■ What you need to do:
(a) Please condense the paragraph of the data stack extract that begins "As the cost of cloud storage" into one shorter sentence that keeps its main facts.
(b) Revise the rows so that "village building" becomes "farm structure" wherever it appears, with every other part of each row left unchanged.

■ Extract provided:
-- BEGIN --
As the cost of cloud storage and compute continues to fall and internet speeds rise, data engineers are rethinking how data is stored, processed, and analyzed. This shift has led to what we now call the modern data stack: a flexible, scalable, cloud-native approach that replaces traditional monolithic systems.

In this post, we’ll explore key architectural changes that enabled the modern data stack, from the transition from SMP to MPP, to the decoupling of storage and compute, and the rise of columnar databases, ELT workflows, and the tooling ecosystem that glues it all together.


1. From SMP to MPP

1.1 What Is SMP?

Symmetric Multiprocessing (SMP) is a legacy database architecture where multiple CPU cores share a single memory space, storage, and operating system.

  • Shared resources: Memory, I/O devices, and disk are accessed through a common bus.
-- END --
■ Stored rows:
-- BEGIN --
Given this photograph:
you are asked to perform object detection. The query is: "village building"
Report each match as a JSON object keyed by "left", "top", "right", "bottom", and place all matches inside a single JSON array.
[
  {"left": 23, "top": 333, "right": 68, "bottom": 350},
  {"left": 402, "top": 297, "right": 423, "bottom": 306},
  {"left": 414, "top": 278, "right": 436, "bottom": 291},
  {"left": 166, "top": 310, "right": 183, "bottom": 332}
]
-- END --
■ Written responses:
(a) Falling cloud storage and compute costs and rising internet speeds have led data engineers to rethink how data is stored, processed, and analyzed, giving rise to the modern data stack, a flexible, scalable, cloud-native approach that replaces traditional monolithic systems.

(b)
Given this photograph:
you are asked to perform object detection. The query is: "farm structure"
Report each match as a JSON object keyed by "left", "top", "right", "bottom", and place all matches inside a single JSON array.
[
  {"left": 23, "top": 333, "right": 68, "bottom": 350},
  {"left": 402, "top": 297, "right": 423, "bottom": 306},
  {"left": 414, "top": 278, "right": 436, "bottom": 291},
  {"left": 166, "top": 310, "right": 183, "bottom": 332}
]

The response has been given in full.